Task :: Extend the piece on amateur news footage of the L.A. riots and the September 11 attacks, picking up after its final sentence.

Given text ::
========================================================================

In downtown L.A. as shopkeepers prepared for the worst, an anonymous woman told a camera crew “it was on film, we saw them beating that man”. The outrage at the court’s ruling would see fires and violence erupt at flashpoints across the city.
The L.A. Riots lasted more than five days and resulted in 63 deaths, 2,383 injuries, more than 12,000 arrests, and over USD$1 billion in property damage.
Just as Darnella Frazier’s footage of George Floyd’s death at the hands of police in 2020 sparked protests in Minneapolis and saw thousand march in Black Lives Matter protests across much of the United States. The afterimage that persists from these citizen journalists serves as a reminder that systemic racism, police brutality and abuse of power remains an ongoing issue in America.
Digital stasis: the September 11 footage orphaned to YouTube
Footage inextricably linked with our collective memories of the September 11 terrorist attacks is noticeably absent from commemorative news coverage. This is the story of attempting to license some of the most visceral amateur footage captured on that day.
As images of the September 11 terrorist attack on the World Trade Center in New York circulate on our screens once again. Those who recall news coverage 20 years ago might experience a form of dissociative amnesia from the absence of images once synonymous with the event.

========================================================================

(Stored data)
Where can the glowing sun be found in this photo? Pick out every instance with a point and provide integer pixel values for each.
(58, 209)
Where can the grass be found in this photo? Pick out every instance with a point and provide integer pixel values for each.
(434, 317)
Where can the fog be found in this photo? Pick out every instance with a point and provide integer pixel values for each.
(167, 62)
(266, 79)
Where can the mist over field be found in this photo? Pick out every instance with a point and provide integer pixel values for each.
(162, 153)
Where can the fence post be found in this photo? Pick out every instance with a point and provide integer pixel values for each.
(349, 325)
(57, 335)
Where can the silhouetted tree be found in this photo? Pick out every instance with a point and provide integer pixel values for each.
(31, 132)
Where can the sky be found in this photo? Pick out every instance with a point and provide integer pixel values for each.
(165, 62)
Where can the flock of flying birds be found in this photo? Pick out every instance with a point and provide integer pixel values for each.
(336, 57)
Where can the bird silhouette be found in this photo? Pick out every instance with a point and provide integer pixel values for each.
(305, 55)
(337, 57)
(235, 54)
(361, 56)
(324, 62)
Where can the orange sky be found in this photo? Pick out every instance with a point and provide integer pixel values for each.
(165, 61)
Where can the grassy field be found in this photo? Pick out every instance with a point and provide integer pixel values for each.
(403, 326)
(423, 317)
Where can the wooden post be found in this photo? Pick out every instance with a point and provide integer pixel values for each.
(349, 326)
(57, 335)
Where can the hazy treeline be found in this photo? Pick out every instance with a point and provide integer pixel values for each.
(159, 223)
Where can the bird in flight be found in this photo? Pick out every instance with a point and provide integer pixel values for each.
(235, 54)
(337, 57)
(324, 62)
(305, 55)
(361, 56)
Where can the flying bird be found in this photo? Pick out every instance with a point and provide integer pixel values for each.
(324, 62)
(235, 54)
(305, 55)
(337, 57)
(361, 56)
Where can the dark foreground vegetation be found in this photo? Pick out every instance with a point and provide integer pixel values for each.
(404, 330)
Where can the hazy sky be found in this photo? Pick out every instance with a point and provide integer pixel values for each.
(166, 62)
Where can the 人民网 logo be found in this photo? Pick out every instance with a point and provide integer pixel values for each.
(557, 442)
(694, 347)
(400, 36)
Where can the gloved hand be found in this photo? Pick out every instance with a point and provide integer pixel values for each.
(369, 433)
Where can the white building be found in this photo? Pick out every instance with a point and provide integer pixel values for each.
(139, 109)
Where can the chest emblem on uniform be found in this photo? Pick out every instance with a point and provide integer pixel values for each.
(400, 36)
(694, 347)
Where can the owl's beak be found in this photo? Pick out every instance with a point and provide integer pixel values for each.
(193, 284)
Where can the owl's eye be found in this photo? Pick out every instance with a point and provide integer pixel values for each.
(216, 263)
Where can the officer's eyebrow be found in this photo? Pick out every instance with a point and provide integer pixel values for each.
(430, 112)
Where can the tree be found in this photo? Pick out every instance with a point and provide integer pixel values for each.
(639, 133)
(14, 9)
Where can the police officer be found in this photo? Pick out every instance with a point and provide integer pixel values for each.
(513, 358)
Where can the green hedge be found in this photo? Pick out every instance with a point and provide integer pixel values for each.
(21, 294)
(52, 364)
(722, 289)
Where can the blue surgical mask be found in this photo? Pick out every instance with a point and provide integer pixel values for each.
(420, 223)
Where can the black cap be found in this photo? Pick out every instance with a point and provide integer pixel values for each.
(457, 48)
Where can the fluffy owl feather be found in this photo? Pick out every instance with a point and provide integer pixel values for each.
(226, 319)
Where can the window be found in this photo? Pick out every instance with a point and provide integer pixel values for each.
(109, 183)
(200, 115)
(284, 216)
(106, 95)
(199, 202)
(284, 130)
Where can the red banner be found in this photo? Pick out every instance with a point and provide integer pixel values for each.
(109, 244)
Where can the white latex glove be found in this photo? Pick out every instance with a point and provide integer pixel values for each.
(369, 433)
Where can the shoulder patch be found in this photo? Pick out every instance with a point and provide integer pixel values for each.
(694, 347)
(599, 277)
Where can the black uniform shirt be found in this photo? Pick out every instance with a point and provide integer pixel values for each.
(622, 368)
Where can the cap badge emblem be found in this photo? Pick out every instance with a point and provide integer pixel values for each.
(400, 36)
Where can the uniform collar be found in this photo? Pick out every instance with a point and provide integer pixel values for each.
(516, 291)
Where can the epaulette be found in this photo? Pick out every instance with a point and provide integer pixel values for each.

========================================================================

Answer below ::
Shortly after American Airlines Flight 11 collided with the north tower at 8:46 a.m. on September 11, 2001, news crews instinctively positioned themselves due north of the impact zone. With the north face of the north tower ablaze and billowing smoke into the New York skyline, Lower Manhattan provided the most unobstructed views of 1 WTC.
But it would be footage of the second plane, United Airlines Flight 175, colliding with the south tower (2 WTC) at 9:03 a.m. captured by two non-professional videographers; Canadian artist Luc Courchesne and Michael Hezarkhani, that would provide some of the most arresting images of that day.
Included in rolling new coverage in the days and weeks that followed, Courchesne and Hezarkhani’s footage would became inextricably linked our collective memories of the event. But today both clips are noticeably absent from commemorative news coverage and recently released documentaries Turning Point: 9/11 and the War on Terror (Netflix) and 9/11: Life Under Attack (ITV/History Channel).
With the eyes of world focused on the north tower, Hezarkhani single-handedly captured arguably the most visceral footage of the attack on the World Trade Center. Reportedly atop the Staten Island Ferry in New York Bay at the time. Hezarkhani’s camera was initially trained on the north tower, but when the Boeing 767’s engines roared overhead he instinctively zoomed out in time to capture it collide with the south tower’s superstructure.
In late 2019 we attempted to license Hezarkhani’s footage from a prominent image library as part of a series of screens we produced for ACMI’s new museum experience: The Story of the Moving Image. After initial enquiries regarding licensing fees, the discussions hit a wall when the vendor announced they were unable to contact the rights holder.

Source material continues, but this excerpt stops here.